--- Problem details ---
The entries below are to be written out again without alteration.

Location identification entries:

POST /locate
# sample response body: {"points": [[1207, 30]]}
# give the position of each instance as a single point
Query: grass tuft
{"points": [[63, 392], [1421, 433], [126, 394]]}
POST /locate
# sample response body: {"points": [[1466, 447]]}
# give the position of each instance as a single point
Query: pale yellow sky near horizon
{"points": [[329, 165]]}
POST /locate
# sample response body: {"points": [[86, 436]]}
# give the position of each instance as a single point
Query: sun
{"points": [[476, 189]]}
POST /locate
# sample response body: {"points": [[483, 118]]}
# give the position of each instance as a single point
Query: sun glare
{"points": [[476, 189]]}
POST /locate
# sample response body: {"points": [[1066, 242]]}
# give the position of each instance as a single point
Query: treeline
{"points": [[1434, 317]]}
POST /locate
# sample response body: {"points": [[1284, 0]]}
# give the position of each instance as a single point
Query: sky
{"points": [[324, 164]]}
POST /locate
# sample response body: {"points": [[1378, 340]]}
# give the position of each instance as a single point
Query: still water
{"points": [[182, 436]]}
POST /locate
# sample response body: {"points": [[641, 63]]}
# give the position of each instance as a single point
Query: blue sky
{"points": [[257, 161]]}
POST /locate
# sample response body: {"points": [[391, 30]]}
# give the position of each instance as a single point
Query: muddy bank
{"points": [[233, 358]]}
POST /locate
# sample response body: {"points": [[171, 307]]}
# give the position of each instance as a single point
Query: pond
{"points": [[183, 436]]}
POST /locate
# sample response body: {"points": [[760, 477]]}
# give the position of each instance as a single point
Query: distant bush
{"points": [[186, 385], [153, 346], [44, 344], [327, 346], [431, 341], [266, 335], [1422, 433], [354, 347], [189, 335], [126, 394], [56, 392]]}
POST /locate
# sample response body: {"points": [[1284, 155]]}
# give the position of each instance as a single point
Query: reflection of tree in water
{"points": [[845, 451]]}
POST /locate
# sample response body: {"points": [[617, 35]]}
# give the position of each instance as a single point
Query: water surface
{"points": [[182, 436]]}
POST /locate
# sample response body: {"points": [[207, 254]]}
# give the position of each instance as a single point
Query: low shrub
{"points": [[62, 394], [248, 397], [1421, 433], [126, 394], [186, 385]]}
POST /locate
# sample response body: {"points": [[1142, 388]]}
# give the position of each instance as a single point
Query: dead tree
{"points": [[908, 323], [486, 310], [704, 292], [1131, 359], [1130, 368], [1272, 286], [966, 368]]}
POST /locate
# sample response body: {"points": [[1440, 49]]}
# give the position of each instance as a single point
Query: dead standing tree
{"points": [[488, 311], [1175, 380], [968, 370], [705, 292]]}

--- Full response ---
POST /locate
# sample response body: {"points": [[1207, 30]]}
# give the position of each instance as a single point
Query: grass tuft
{"points": [[63, 392], [1421, 433], [126, 394]]}
POST /locate
# sample response body: {"points": [[1466, 447]]}
# give the position of each instance as a single point
Query: pale yellow sky near horizon
{"points": [[329, 165]]}
POST /locate
# sample response body: {"points": [[86, 436]]}
# give the position of each instance as a single point
Query: sun
{"points": [[476, 189]]}
POST /locate
# sample response body: {"points": [[483, 118]]}
# give the position of each instance as a single point
Query: sun glare
{"points": [[476, 189]]}
POST /locate
# sample response body: {"points": [[1066, 242]]}
# give the position of each instance as a single point
Query: treeline
{"points": [[1434, 317]]}
POST /locate
# sample response body: {"points": [[1284, 0]]}
# give the position of each instance as a single point
Query: sky
{"points": [[324, 164]]}
POST /locate
# sample response body: {"points": [[1378, 340]]}
# give the position of each instance as a single point
Query: still water
{"points": [[182, 436]]}
POST /locate
# sample response body: {"points": [[641, 63]]}
# give the position of each instance as a single point
Query: blue sky
{"points": [[257, 161]]}
POST /locate
# sample response body: {"points": [[391, 30]]}
# give the position of each instance as a single point
Query: muddy bank
{"points": [[233, 358]]}
POST /locate
# sample response body: {"points": [[171, 307]]}
# give the position of each instance as a single point
Query: pond
{"points": [[183, 436]]}
POST /locate
# sample response body: {"points": [[760, 477]]}
# give the position of each instance as a single point
Query: distant bush
{"points": [[186, 385], [153, 346], [44, 344], [327, 346], [431, 341], [266, 335], [1422, 433], [354, 347], [189, 335], [126, 394], [56, 392]]}
POST /locate
# sample response body: {"points": [[1284, 155]]}
# give the position of each instance as a single point
Query: reflection of tree in water
{"points": [[845, 451]]}
POST /locate
# sample response body: {"points": [[617, 35]]}
# give the position of each instance as a single point
Query: water surface
{"points": [[182, 436]]}
POST /locate
# sample response body: {"points": [[207, 254]]}
# give the position of each instance as a single point
Query: low shrub
{"points": [[62, 394], [248, 397], [1421, 433], [126, 394], [186, 385]]}
POST /locate
# sample response body: {"points": [[1142, 388]]}
# give the position of each instance as a single point
Query: dead tree
{"points": [[908, 323], [486, 310], [704, 292], [1131, 359], [1130, 368], [1272, 286], [966, 368]]}
POST /locate
# sample response body: {"points": [[1440, 49]]}
# give the position of each instance as a single point
Query: dead standing tree
{"points": [[488, 311], [1175, 380], [968, 370], [705, 292]]}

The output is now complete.